### Reading passage
We solved trust for AI Agents in 1973 (we just forgot)
Structural pessimism
Everyone is worried about making AI agents trustworthy. Ideally, agents should be aware of context and never make irreversible mistakes in or near production systems.
The problem is even sharper in data engineering. Unlike bugs, which can usually be rolled back by redeploying code, data errors mutate shared historical state that downstream consumers implicitly trust. Plus, there is always the sensitive nature of data from a legal standpoint.
Without trustworthiness, they say, agents cannot act on production data and infrastructure, which means that they cannot move from assistance to full automation.
We think this is the wrong problem to solve. We’ve spent enough time working in data to know that good data management simply does not happen by assuming competent and well-behaved actors. On the contrary, good systems don’t expect users to be trustworthy and are built to contain the side effects of their mistakes.
Agentic data engineering will not come from trusting AI. It will come from untrustworthy AI agents working with data platforms that enforce isolation, correctness and rollback by default.
Databases made concurrency safe a long time ago
We know that solving this problem is possible because it already happened once, with databases. Mature SQL systems (such as Postgres) let many users work on the same tables while giving each of them the experience of working alone.

In the picture above, User 1 (U1) is updating some tables and then returning the balance. From the POV of U1, the database gives him the illusion of being the only user in play:
- U1 does not need to assume that their own code is correct. If the update logic violates a constraint, the transaction is aborted and none of its effects become visible.
- U1 does not need to assume that other users are well-behaved. U2 may be running buggy code or issuing conflicting updates. None of this leaks into U1’s view of the data, there is no need to know what U2 is doing.
- U1 does not need to reason about physical storage or execution details. Locking, versioning, and rollback are handled by the system.
The database enforces three separate kinds of isolation:
- Data isolation. The balance that U1 reads comes from a consistent snapshot of the database. Intermediate states from concurrent updates from U2 are never exposed.
######
### Given data
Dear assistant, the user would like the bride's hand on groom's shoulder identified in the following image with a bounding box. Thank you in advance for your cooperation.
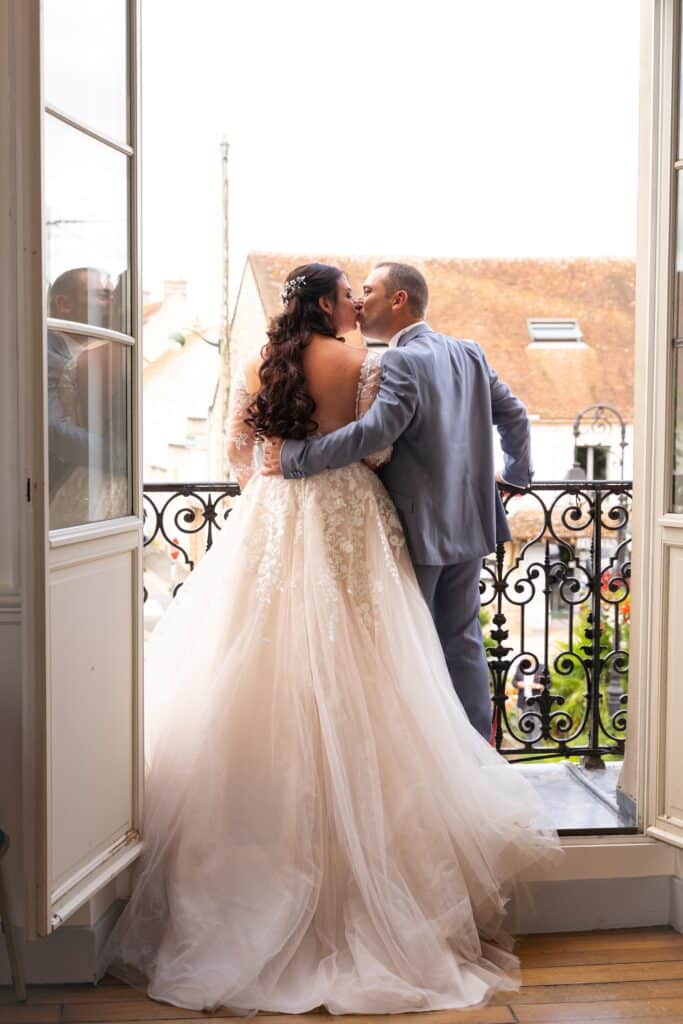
[261,437,285,476]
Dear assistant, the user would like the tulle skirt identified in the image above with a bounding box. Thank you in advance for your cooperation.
[101,464,562,1014]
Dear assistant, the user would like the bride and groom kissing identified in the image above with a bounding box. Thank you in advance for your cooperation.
[101,263,561,1013]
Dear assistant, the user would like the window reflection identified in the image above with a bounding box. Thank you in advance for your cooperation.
[45,117,131,334]
[47,331,131,529]
[43,0,128,142]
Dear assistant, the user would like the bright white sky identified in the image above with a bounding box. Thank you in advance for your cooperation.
[142,0,639,324]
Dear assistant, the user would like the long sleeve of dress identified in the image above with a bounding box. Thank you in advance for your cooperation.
[355,352,392,469]
[227,370,257,490]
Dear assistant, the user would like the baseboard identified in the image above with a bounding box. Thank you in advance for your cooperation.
[0,900,123,985]
[508,874,671,935]
[669,876,683,932]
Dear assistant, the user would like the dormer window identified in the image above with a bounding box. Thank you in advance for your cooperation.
[526,316,586,348]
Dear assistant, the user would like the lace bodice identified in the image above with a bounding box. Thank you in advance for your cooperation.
[227,352,391,490]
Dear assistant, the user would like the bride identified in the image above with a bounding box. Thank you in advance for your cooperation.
[101,263,561,1014]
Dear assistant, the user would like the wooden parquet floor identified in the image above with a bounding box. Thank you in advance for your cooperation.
[0,928,683,1024]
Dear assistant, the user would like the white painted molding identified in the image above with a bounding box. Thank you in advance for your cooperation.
[0,593,23,626]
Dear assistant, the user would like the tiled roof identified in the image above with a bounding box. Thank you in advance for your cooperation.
[248,253,635,422]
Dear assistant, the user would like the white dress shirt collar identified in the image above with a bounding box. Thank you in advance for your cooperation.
[389,321,427,348]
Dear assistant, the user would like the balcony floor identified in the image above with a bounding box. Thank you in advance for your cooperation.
[514,761,635,833]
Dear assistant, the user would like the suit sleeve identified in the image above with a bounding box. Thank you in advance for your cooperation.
[480,349,533,487]
[280,348,417,479]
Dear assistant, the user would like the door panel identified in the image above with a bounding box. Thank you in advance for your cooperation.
[26,0,143,935]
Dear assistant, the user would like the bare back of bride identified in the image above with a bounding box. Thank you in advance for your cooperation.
[102,264,560,1014]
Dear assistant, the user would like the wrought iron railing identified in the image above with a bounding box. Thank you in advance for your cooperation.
[144,481,632,767]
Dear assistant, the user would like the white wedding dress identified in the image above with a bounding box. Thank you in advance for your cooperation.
[102,353,561,1014]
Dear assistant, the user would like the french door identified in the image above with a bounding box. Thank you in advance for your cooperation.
[24,0,142,935]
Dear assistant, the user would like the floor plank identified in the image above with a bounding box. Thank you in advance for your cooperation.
[0,928,683,1024]
[521,961,683,985]
[511,997,683,1024]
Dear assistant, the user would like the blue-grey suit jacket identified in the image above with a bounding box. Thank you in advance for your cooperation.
[281,323,532,565]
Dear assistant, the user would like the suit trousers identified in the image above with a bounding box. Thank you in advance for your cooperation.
[415,558,493,740]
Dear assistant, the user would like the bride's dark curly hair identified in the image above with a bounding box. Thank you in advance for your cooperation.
[245,263,343,440]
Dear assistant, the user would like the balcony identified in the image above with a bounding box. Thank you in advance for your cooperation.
[144,480,637,835]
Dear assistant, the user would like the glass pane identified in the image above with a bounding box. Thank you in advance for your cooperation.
[43,0,128,142]
[45,117,131,334]
[673,346,683,514]
[47,331,132,529]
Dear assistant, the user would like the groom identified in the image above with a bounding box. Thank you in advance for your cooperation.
[263,262,531,739]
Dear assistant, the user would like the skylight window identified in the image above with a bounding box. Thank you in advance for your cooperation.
[526,316,586,348]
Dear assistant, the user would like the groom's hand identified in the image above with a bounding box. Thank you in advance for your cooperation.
[261,437,285,476]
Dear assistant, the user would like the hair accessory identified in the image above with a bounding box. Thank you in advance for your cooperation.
[281,273,306,305]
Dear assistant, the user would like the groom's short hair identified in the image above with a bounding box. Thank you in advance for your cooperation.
[375,260,429,316]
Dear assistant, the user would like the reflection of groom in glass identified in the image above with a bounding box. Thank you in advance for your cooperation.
[47,267,113,528]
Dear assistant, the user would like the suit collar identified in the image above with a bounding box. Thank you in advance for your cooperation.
[396,321,431,348]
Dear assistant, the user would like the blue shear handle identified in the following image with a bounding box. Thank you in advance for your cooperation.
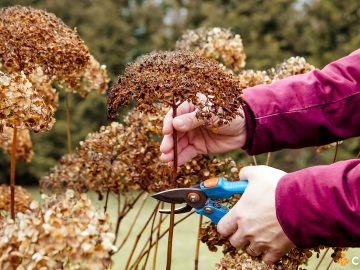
[200,177,248,199]
[195,200,229,225]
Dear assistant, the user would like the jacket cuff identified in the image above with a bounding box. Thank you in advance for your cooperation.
[242,102,256,154]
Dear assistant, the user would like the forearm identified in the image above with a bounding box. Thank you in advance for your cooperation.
[244,50,360,154]
[276,159,360,247]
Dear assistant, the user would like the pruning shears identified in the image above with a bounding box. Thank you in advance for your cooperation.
[152,177,248,224]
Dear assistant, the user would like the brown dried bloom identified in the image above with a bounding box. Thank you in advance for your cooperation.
[0,6,90,87]
[0,72,55,132]
[268,56,315,81]
[108,51,242,125]
[0,127,34,163]
[176,27,246,72]
[315,141,343,153]
[0,185,32,212]
[0,190,116,270]
[28,66,59,110]
[70,55,110,97]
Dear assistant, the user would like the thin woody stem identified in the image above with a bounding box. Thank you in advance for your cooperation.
[136,212,195,258]
[104,189,110,213]
[125,202,160,270]
[65,93,71,154]
[114,191,145,246]
[332,142,339,163]
[252,156,257,166]
[150,202,164,270]
[10,127,17,219]
[117,194,149,251]
[166,96,178,270]
[194,215,203,270]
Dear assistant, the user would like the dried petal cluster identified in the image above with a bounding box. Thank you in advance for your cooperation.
[0,72,55,132]
[0,127,34,163]
[66,55,110,97]
[40,108,239,195]
[0,6,90,87]
[28,66,59,110]
[0,185,33,212]
[268,56,315,81]
[108,51,242,125]
[0,190,116,270]
[176,27,246,72]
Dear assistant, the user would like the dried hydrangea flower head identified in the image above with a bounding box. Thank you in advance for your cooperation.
[28,66,59,110]
[268,56,315,81]
[108,51,242,125]
[70,55,110,97]
[176,27,246,72]
[0,127,34,163]
[0,6,90,87]
[0,72,55,132]
[0,185,33,212]
[0,190,116,270]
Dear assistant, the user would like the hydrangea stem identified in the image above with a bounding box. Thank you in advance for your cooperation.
[195,215,203,270]
[65,93,71,154]
[166,96,178,270]
[10,127,17,219]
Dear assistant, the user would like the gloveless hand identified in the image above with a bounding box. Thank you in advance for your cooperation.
[160,102,246,165]
[217,166,294,264]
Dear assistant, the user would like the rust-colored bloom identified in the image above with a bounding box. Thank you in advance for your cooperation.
[0,127,34,163]
[0,6,90,87]
[108,51,242,125]
[176,27,246,72]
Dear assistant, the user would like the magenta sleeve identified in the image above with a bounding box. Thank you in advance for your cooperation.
[276,159,360,247]
[240,50,360,155]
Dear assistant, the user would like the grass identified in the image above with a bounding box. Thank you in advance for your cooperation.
[30,188,360,270]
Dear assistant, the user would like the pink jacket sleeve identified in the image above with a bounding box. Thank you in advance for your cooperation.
[244,50,360,247]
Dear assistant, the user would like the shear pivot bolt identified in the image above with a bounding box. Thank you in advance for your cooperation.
[188,192,200,203]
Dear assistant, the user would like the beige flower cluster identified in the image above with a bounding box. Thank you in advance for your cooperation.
[0,127,34,163]
[0,6,90,87]
[70,55,110,97]
[28,66,59,110]
[0,185,33,214]
[40,108,239,195]
[176,27,246,72]
[108,51,242,125]
[0,72,55,132]
[0,190,116,270]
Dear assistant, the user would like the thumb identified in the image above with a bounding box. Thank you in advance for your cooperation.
[173,111,204,132]
[239,166,259,182]
[217,209,238,237]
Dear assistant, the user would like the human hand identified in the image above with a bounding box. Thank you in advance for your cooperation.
[217,166,294,264]
[160,102,246,165]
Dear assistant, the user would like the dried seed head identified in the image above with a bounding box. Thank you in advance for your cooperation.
[0,6,90,87]
[0,72,55,132]
[0,191,116,269]
[0,185,32,212]
[66,55,110,97]
[176,27,246,72]
[108,51,242,125]
[0,127,34,163]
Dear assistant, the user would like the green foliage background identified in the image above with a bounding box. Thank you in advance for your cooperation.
[0,0,360,185]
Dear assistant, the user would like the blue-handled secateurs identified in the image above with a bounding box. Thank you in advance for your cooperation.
[153,177,248,224]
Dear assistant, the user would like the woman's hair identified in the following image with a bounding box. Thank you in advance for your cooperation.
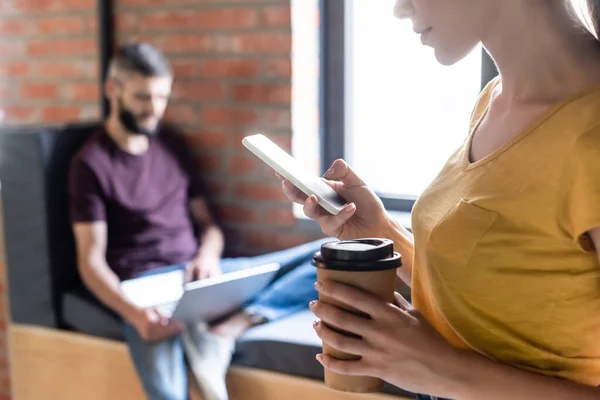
[586,0,600,38]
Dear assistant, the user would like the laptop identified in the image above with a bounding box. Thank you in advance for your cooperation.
[121,263,280,323]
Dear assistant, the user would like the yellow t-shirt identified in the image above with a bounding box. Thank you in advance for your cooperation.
[412,76,600,386]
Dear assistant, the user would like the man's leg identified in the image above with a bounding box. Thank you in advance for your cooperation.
[221,238,335,280]
[205,238,332,338]
[125,324,188,400]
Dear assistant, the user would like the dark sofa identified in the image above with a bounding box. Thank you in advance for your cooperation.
[0,123,407,395]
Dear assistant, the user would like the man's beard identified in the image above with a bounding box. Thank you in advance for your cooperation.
[118,99,158,136]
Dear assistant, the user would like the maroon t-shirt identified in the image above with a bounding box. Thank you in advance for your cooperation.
[69,129,205,279]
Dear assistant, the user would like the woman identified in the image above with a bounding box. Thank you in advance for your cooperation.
[283,0,600,400]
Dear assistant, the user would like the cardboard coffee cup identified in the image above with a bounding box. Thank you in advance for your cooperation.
[312,238,402,393]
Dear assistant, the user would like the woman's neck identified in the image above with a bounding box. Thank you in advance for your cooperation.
[482,0,600,103]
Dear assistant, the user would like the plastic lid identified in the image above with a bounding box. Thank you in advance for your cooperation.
[313,238,402,271]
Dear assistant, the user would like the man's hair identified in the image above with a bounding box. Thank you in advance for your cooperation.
[108,42,173,78]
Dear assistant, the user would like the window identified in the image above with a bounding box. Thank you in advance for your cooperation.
[292,0,496,211]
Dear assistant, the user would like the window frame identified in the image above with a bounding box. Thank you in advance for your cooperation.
[319,0,498,212]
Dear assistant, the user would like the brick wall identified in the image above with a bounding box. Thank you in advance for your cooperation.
[0,0,100,124]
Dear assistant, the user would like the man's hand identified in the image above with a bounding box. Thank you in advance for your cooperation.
[184,253,221,283]
[131,308,184,342]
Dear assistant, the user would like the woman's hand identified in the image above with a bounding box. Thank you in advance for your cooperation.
[278,160,390,240]
[310,282,459,397]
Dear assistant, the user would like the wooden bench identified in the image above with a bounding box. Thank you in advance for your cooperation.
[9,325,407,400]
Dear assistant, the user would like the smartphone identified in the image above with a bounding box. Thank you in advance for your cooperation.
[242,134,347,215]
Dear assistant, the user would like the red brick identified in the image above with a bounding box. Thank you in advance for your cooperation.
[0,105,37,121]
[165,103,198,125]
[173,81,227,101]
[206,179,228,197]
[265,205,298,226]
[194,153,223,173]
[160,34,216,55]
[42,106,81,122]
[262,6,292,27]
[185,130,229,151]
[201,107,257,125]
[66,82,100,101]
[234,179,289,202]
[115,12,139,32]
[0,40,25,59]
[0,18,35,37]
[36,60,98,79]
[119,0,204,7]
[219,204,260,223]
[233,32,292,53]
[36,16,94,34]
[27,38,98,56]
[227,154,258,175]
[19,83,59,99]
[13,0,97,12]
[200,58,260,78]
[0,62,32,78]
[140,10,196,30]
[171,60,198,80]
[263,58,292,78]
[196,8,259,29]
[233,84,292,104]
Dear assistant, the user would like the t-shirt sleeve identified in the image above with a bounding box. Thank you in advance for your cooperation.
[565,128,600,251]
[69,159,106,223]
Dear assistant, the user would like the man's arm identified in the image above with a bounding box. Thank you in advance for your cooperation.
[190,197,225,258]
[184,197,225,282]
[73,221,183,342]
[73,221,141,323]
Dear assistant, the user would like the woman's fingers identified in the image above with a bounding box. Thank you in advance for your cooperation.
[304,195,356,236]
[313,321,371,356]
[310,300,375,340]
[323,159,365,188]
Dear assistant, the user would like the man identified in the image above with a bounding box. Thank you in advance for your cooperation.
[69,43,328,400]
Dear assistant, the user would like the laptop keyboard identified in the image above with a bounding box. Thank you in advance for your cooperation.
[156,302,177,317]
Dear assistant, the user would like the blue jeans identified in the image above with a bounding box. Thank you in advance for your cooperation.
[125,239,331,400]
[416,394,447,400]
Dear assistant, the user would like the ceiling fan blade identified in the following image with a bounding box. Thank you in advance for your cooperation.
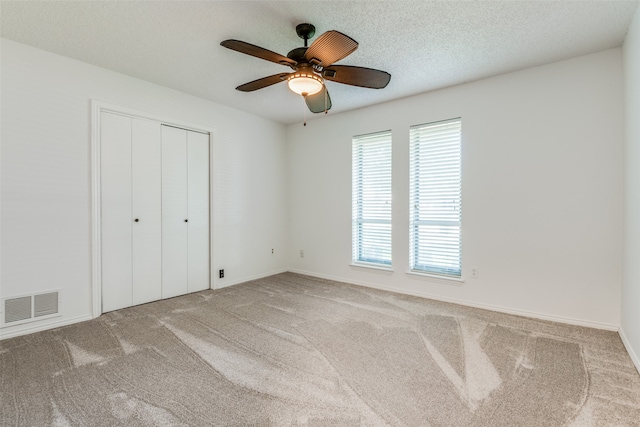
[322,65,391,89]
[304,86,331,113]
[236,73,291,92]
[304,30,358,68]
[220,40,297,66]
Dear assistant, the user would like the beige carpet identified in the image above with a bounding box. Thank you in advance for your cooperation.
[0,273,640,427]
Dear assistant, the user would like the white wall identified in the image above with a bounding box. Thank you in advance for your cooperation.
[0,39,287,337]
[620,8,640,371]
[287,49,624,330]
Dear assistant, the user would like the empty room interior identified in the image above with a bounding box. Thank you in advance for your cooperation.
[0,0,640,427]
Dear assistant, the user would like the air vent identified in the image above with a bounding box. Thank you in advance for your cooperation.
[4,296,31,323]
[0,291,60,327]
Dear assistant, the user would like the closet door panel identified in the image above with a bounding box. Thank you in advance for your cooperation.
[131,119,162,305]
[162,126,188,298]
[187,131,209,292]
[100,112,133,313]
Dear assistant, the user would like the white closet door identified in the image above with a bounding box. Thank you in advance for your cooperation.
[131,119,162,305]
[162,126,188,298]
[100,112,133,312]
[187,131,209,292]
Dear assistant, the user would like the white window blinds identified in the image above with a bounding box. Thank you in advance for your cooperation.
[352,131,391,266]
[409,118,462,277]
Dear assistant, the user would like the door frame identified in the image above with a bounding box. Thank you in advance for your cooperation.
[91,100,216,318]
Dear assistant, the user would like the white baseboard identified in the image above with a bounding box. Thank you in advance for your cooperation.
[0,314,93,340]
[618,327,640,374]
[212,268,289,289]
[289,269,620,332]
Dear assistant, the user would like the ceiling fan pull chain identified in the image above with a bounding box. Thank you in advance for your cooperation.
[322,81,329,114]
[302,94,307,126]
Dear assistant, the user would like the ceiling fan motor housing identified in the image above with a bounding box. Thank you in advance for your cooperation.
[296,23,316,47]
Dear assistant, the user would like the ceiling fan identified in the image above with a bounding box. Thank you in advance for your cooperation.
[220,23,391,113]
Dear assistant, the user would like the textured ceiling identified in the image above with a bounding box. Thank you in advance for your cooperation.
[0,1,638,124]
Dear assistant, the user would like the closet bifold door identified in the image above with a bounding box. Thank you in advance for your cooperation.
[100,112,162,313]
[100,112,133,313]
[131,119,162,305]
[162,125,189,298]
[187,131,209,292]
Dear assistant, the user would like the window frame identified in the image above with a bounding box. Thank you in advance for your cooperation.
[409,117,462,280]
[351,130,393,270]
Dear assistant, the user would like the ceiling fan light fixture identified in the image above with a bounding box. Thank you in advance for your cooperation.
[287,71,324,96]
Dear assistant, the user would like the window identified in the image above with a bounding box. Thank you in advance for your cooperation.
[352,131,391,267]
[409,118,462,277]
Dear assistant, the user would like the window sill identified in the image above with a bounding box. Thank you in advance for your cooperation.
[407,270,464,286]
[349,262,393,274]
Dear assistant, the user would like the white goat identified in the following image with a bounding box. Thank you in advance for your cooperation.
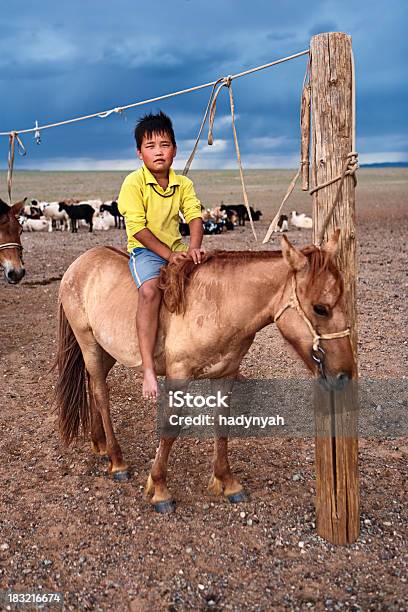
######
[Instructions]
1. Duplicate the article on trust for AI agents from "Agentic data engineering" to "of working alone.".
2. In the article on trust for AI agents, what happens when a user's update logic violates a constraint?
3. Resume the article on trust for AI agents from the point where it stops.
The material has no part in any of this.

[Answers given]
1.
Agentic data engineering will not come from trusting AI. It will come from untrustworthy AI agents working with data platforms that enforce isolation, correctness and rollback by default.
Databases made concurrency safe a long time ago
We know that solving this problem is possible because it already happened once, with databases. Mature SQL systems (such as Postgres) let many users work on the same tables while giving each of them the experience of working alone.

2. The transaction is aborted, and none of its effects become visible.

3.
- Execution isolation. U1’s query runs as an independent execution. Resource management, locking, and scheduling prevent other queries from interfering in ways that would change results or corrupt state.
- Abstraction isolation. User code never expresses locks, snapshots, or storage layout explicitly. Applications describe what to read or write, not how isolation is achieved or data is physically stored.
Users interact with the database through declarative SQL statements in which they describe what data should be read or modified, but never manipulate storage, execution order, or locking directly. It’s the database (not the users) that enforces consistency through transactional execution, including automatic rollback on failure.
When nothing fails, these guarantees are invisible. But they are vital when things go wrong. When an update fails, the system rewinds to a known-good state preventing partial changes to leak. Data can always be inspected retroactively, because the database can reconstruct a consistent historical view through point-in-time queries.
Why can only SQL people have nice things?
This is OLTP, but let’s look at OLAP. Most analytics workloads are implemented as data pipelines spanning multiple steps and often living in multiple systems. The goal of a pipeline is to ingest, clean, transform, and moving data from table A to B to C.
Pipelines were never designed for untrusted concurrency. Their abstractions and infrastructure are fragmented across runtimes, libraries and languages, like Python and SQL. Consequently, they are triggered manually, reviewed informally, and fixed cautiously.
Take this (stripped down) AWS reference implementation for Python pipelines using Airflow: the pre-processing step reads from S3, transforms the data using Pandas, and writes multiple output files back to object storage. The code manipulates the physical layer directly by reading and writing files on S3, leaving storage and transaction details in the hands of users (typically, not a good idea!).
Imagine a scenario where several AI systems are iterating at the same time against the same intermediate assets (e.g. one building reports, the other one doing an hyper-parameter search). In this setting, each agent reads and writes files directly in shared object storage, with no transactional boundary spanning the pipeline.
An AI agent triggers the pipeline for the first time. This first execution, run_1, succeeds: the pipeline reads raw data from s3_in_url, performs transformations in-process, and writes two derived datasets back to object storage: validate_df (call this Table A) and train_df (call this Table B). The system now exposes A′ (the new version of validate_df) and B′ (the new version of train_df) together. Downstream consumers see a consistent result.
A short time later, a second agent independently triggers the same pipeline. This second execution, run_2, fails after writing validate_df but before writing train_df. Because each write is handled independently, the system now exposes A′′ (a newer version of validate_df) alongside B′ (the older version of train_df).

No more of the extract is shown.